**Work to do:** In everything from the line containing "If you could pin the interior" down to the last of the lines, swap "wood plank flooring" for "hardwood flooring" and return only that stretch, with nothing else altered.

**Data:**
○ ○ ○

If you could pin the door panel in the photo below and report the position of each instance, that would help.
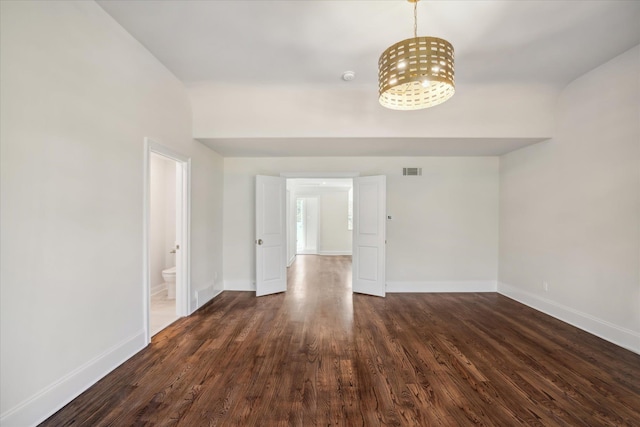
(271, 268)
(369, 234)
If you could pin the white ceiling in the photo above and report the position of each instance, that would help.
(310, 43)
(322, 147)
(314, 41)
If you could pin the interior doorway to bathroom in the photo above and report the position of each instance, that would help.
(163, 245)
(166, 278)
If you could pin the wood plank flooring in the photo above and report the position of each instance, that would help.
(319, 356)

○ ○ ○

**Answer to this exercise:**
If you could pin the interior doorway to bathroom in the photo above and report the position of each instance, that would help.
(163, 245)
(166, 278)
If you could pin the hardwood flooring in the photo above and report the position of each instance, that would help.
(319, 356)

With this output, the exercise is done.